**Description of the task:** Copy the data below line for line, keeping every character unchanged.
--- START OF Data for this task ---
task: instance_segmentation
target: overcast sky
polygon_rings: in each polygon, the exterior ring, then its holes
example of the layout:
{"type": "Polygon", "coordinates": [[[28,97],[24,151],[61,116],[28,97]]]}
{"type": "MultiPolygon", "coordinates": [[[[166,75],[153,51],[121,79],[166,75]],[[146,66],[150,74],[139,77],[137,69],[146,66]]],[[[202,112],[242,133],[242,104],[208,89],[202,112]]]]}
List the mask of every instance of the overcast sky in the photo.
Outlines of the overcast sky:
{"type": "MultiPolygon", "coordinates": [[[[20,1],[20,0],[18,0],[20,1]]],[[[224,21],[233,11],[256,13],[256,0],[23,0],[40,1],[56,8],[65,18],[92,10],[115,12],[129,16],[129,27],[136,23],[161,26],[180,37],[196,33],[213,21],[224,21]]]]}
--- END OF Data for this task ---
**Solution to the exercise:**
task: instance_segmentation
target: overcast sky
polygon_rings: in each polygon, the exterior ring, then its holes
example of the layout:
{"type": "Polygon", "coordinates": [[[28,97],[24,151],[61,116],[28,97]]]}
{"type": "MultiPolygon", "coordinates": [[[[166,75],[153,51],[121,79],[166,75]],[[146,66],[150,74],[139,77],[137,69],[146,66]]],[[[202,112],[242,133],[242,104],[208,89],[202,112]]]]}
List the mask of every instance of the overcast sky in the photo.
Outlines of the overcast sky:
{"type": "MultiPolygon", "coordinates": [[[[20,1],[20,0],[18,0],[20,1]]],[[[224,21],[233,11],[256,13],[256,0],[23,0],[40,1],[56,8],[65,18],[92,10],[115,12],[129,16],[129,27],[136,23],[161,26],[180,37],[196,33],[213,21],[224,21]]]]}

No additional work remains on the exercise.